WHAT TO PRODUCE: Reproduce the following data verbatim, line for line.

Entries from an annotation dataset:
____________________

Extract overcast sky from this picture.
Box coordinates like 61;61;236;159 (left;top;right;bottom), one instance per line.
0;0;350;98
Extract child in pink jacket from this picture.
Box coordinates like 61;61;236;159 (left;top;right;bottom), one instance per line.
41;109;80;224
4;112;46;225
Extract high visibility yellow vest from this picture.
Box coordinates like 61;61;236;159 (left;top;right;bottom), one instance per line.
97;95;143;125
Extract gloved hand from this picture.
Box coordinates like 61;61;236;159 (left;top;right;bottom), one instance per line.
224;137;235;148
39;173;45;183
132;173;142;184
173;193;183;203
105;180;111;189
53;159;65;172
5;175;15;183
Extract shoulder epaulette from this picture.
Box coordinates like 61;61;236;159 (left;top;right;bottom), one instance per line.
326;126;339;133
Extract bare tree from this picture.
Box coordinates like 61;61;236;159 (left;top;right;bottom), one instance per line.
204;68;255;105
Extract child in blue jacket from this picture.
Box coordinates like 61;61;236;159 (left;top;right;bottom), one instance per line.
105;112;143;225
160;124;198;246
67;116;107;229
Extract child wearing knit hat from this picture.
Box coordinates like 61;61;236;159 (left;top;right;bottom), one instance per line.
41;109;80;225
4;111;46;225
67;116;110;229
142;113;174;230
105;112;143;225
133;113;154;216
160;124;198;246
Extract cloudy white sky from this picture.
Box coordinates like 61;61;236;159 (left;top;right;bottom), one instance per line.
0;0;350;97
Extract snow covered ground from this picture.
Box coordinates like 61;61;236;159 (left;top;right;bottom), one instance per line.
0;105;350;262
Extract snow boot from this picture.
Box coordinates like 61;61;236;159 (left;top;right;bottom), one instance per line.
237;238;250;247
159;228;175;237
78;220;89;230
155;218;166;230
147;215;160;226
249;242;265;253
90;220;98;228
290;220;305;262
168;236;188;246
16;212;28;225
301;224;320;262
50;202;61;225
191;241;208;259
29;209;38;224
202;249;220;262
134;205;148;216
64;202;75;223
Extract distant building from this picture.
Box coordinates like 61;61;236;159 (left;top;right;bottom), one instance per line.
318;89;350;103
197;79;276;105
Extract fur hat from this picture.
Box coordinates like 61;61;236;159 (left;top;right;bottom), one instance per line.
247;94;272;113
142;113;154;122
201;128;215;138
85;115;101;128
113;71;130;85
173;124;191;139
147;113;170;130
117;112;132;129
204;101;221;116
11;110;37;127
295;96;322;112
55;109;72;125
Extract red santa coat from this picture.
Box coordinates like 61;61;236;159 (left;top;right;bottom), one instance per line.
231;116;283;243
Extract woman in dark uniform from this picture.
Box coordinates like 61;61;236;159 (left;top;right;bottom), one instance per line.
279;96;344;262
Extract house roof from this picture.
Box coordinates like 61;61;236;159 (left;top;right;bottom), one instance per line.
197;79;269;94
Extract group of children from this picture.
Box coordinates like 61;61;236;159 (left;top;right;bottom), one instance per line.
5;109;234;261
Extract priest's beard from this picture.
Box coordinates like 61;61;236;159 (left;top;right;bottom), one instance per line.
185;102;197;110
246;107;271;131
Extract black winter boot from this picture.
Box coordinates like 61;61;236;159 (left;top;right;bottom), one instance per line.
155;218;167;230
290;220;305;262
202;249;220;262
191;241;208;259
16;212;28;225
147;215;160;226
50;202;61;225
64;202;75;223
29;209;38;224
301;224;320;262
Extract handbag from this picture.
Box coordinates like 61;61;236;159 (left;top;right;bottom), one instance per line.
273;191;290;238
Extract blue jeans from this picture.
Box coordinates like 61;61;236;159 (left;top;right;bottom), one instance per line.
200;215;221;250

____________________

FINISHED EXERCISE:
Extract overcast sky from this picture.
Box coordinates like 61;61;236;159 (left;top;right;bottom), one instance per line.
0;0;350;98
Extract child in pink jacket from this picture.
Box coordinates like 61;61;236;159 (left;top;right;bottom), one instance per line.
41;109;80;224
4;112;46;225
Extract high visibility yellow vest from this picture.
Box coordinates like 61;61;236;159 (left;top;right;bottom), one instance per line.
97;95;143;125
Extract gloved hand from this picture.
Box coordinates like 61;61;236;159 (left;top;right;bottom), one instance per line.
224;137;235;148
39;173;45;183
132;173;142;184
173;193;183;203
105;180;111;189
53;159;65;172
5;175;15;183
Extract shoulder epaulette from this picture.
Box coordinates like 61;61;236;159 (left;top;right;bottom), one instance per line.
326;126;339;133
Extract bare tree from this picture.
Box coordinates like 61;61;236;159 (left;top;right;bottom), one instance per line.
204;68;255;105
Extract child in blue jacket from this picture.
Box coordinates like 61;61;236;159 (left;top;right;bottom), one instance per line.
105;112;143;225
160;124;198;246
67;116;107;229
Extract child wearing knit hat from this picture.
Box coordinates like 61;61;236;159 (left;top;right;bottom), one instance per line.
41;109;80;225
4;111;46;225
67;116;110;229
142;113;174;230
105;112;143;225
133;113;154;216
160;124;198;246
Extract cloudy white sky from this picture.
Box coordinates like 61;61;236;159 (left;top;right;bottom), one instance per line.
0;0;350;97
Extract snow covered ground from this picture.
Box coordinates like 61;61;236;159 (left;top;right;bottom), one instance per line.
0;105;350;262
Extract snow boot from this picture.
Box coordinates like 61;61;236;159 (left;top;right;bottom), one instance per line.
237;238;250;247
159;228;175;237
78;220;89;230
155;218;166;230
147;215;160;226
249;242;265;253
90;220;98;228
290;220;305;262
168;236;188;246
16;212;28;225
301;224;320;262
50;202;61;225
191;241;208;259
29;209;38;224
202;249;220;262
134;205;148;216
64;202;75;223
Extract distant building from this picture.
Box coordinates like 61;61;236;159 (left;top;right;bottom), one instance per line.
318;89;350;103
197;79;276;105
Extract fur hat from this picture.
Box coordinates like 61;61;236;159 (left;top;right;bottom), one instance per line.
247;94;272;113
142;113;154;122
201;128;215;138
85;115;101;128
113;71;130;85
173;124;191;139
147;113;170;130
117;112;132;129
204;101;221;116
11;110;37;127
295;96;322;112
55;109;72;125
Extract red santa coat from this picture.
Box coordinates like 61;61;236;159 (left;top;right;bottom), one instance per line.
231;116;283;243
Extract woman in dark uniform from this picture.
Box coordinates like 61;61;236;159 (left;top;right;bottom), one instance per line.
279;96;344;262
Extract house roof from this picture.
Box coordinates like 61;61;236;159 (left;top;right;bottom), one instance per line.
197;79;269;94
Extract group of children from this picture.
Box coordinates like 61;61;236;159 (left;top;right;bottom), one instance per line.
5;109;234;261
Extract priest's beard from this picture.
Box coordinates like 61;61;236;159 (left;top;right;bottom), one instance per line.
185;102;197;110
246;107;271;131
Extract black winter boot from this picture.
Box coordinates like 61;61;236;159 (left;top;right;bottom), one instance per line.
155;218;167;230
290;220;305;262
202;249;220;262
191;241;208;259
16;212;28;225
147;215;160;226
50;202;61;225
64;202;75;223
29;209;38;224
301;224;320;262
Extract handbag from this picture.
Box coordinates like 61;61;236;159 (left;top;right;bottom), one instance per line.
273;191;290;238
Extract blue jeans from this picture.
Box coordinates like 61;61;236;159 (left;top;right;bottom), one instance per line.
200;215;221;250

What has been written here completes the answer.